* PASSAGE SHOWN *
Custom Metadata Model in EDC

Version 2

    What’s a model?

     

    In EDC, you can define models to represent metadata coming from different systems. There are predefined models in the catalog that are used to load metadata for supported sources.

    The predefined models can also be reused to define new model by extension or derivation (an object class can have a superclass), or to simply define new resource types to allow bringing the metadata via CSV files for unsupported metadata sources.

     

    One of the models that can be reused easily if the core model. It defines principal classes allowing to represent most of the metadata sources is the core model.

     

    EDC Core Model

     

    The core model is the base for many of the scanner allowing use to represent most of the datastore type of sources (relational databases, file systems, etc)

    • Data Source is the main container (e.g. Database, root dir)
    • Data Set is the entity that holds the data (e.g. Table, View, Files)
    • Data Element is the individual information storage (e.g. fields, attributes, etc)

* RECORD EXTRACTS *
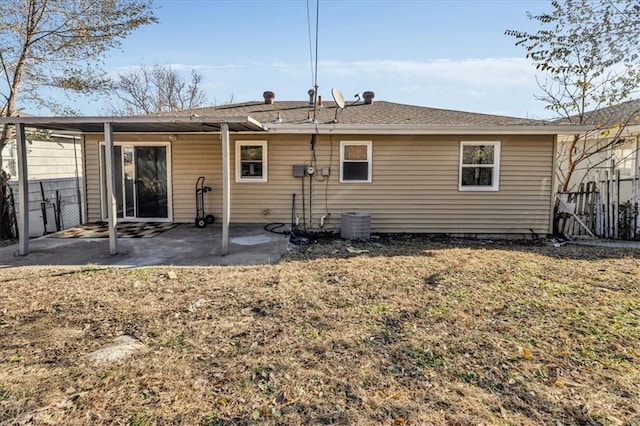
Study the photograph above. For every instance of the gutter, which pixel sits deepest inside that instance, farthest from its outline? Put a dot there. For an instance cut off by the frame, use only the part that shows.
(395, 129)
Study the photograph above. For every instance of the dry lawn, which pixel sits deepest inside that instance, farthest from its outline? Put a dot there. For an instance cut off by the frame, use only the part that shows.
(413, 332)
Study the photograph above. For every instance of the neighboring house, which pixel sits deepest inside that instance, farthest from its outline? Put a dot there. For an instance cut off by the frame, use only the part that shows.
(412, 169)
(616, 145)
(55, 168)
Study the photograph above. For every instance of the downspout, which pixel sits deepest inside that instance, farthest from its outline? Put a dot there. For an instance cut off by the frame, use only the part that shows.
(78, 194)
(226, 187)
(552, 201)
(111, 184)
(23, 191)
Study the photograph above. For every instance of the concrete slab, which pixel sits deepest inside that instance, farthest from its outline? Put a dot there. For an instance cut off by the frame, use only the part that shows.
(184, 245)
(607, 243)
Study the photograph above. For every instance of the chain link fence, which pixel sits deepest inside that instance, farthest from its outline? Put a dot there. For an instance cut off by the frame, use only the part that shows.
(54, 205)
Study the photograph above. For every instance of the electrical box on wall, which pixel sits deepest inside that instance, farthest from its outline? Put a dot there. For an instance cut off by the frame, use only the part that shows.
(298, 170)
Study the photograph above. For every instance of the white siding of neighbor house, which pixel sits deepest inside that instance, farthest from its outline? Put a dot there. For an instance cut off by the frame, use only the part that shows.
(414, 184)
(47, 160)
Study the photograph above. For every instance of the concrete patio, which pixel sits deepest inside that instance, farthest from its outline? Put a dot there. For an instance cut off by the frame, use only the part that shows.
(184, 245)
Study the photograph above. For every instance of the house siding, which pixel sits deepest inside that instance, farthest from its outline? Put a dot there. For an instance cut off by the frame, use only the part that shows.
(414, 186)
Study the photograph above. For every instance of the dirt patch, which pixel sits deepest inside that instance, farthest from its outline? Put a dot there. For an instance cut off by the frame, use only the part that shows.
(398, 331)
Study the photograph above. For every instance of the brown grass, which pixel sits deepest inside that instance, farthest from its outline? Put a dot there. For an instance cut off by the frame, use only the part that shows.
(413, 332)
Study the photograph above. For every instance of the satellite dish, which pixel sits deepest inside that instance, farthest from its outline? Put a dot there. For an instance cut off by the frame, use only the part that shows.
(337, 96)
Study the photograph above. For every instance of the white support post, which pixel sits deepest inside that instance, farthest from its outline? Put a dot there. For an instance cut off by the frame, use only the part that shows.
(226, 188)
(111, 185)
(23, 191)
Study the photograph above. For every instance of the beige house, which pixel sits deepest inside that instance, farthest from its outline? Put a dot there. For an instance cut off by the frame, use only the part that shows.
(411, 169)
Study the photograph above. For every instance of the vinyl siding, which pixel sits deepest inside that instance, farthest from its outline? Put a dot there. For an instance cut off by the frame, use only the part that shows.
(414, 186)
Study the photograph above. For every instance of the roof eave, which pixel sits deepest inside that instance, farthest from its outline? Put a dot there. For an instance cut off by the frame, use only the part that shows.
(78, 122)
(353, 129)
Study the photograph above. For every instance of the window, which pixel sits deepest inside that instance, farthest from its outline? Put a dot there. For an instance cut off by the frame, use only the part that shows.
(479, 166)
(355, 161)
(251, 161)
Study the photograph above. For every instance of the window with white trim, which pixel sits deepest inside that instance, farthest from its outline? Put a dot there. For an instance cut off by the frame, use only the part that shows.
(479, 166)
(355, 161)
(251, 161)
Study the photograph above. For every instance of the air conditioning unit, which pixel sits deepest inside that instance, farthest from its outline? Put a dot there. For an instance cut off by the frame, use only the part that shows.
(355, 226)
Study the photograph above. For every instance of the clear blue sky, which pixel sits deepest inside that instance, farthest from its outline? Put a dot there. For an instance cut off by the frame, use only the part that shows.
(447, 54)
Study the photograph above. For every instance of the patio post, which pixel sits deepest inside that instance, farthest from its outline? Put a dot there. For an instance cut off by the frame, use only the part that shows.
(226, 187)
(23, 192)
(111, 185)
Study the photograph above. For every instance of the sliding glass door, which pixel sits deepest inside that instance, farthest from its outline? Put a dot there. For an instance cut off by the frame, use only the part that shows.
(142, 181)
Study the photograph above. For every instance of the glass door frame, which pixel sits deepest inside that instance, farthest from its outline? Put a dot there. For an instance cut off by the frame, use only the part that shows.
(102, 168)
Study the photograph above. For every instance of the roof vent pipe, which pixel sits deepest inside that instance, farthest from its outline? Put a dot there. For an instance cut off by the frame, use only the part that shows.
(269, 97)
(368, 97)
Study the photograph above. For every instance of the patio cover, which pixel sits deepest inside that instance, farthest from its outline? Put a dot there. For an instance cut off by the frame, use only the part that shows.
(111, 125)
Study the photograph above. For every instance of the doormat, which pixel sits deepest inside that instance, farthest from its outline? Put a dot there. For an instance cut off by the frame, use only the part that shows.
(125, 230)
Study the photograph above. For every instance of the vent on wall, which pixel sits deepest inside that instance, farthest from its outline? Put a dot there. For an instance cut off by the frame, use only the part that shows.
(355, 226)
==
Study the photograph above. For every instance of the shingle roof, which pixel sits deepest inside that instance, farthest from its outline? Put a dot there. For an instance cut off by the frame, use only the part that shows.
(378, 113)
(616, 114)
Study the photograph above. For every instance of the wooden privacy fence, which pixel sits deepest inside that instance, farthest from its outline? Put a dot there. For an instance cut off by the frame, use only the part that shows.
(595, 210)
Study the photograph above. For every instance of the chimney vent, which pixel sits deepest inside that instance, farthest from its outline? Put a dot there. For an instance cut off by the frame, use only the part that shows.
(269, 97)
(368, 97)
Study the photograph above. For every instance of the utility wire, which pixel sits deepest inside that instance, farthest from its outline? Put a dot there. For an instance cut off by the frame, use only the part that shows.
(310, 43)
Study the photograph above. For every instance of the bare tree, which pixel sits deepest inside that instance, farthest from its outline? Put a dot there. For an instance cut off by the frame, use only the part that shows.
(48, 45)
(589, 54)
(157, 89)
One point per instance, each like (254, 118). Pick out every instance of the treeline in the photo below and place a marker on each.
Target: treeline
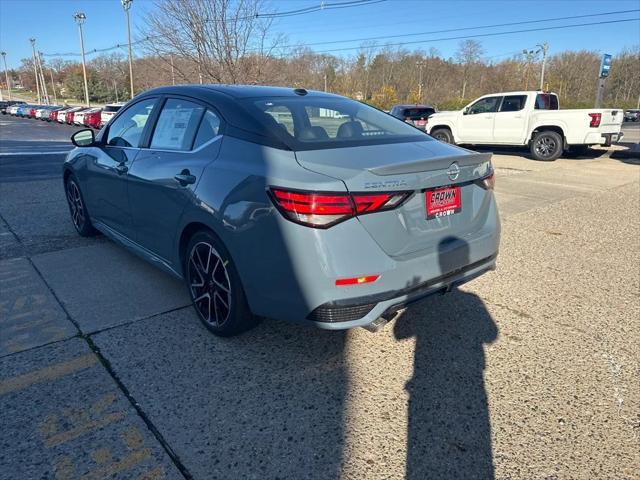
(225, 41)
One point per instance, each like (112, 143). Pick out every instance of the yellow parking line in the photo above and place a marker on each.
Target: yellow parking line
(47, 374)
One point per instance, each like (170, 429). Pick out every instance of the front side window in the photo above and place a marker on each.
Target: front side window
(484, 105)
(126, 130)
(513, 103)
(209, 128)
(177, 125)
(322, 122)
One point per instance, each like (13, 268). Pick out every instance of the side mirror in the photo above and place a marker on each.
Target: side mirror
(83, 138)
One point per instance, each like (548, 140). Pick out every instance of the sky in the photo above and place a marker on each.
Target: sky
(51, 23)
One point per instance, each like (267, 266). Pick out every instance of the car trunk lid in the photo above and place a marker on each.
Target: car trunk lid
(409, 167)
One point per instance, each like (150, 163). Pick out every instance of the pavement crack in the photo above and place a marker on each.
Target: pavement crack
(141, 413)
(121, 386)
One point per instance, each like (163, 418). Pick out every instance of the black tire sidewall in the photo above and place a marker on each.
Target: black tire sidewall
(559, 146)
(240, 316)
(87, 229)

* WHAT TO PRODUCE *
Please retype the passage from the EDC metadata model page above, starting at "The core model is" and ending at "fields, attributes, etc)".

* ANSWER IN FULL *
The core model is the base for many of the scanner allowing use to represent most of the datastore type of sources (relational databases, file systems, etc)

    • Data Source is the main container (e.g. Database, root dir)
    • Data Set is the entity that holds the data (e.g. Table, View, Files)
    • Data Element is the individual information storage (e.g. fields, attributes, etc)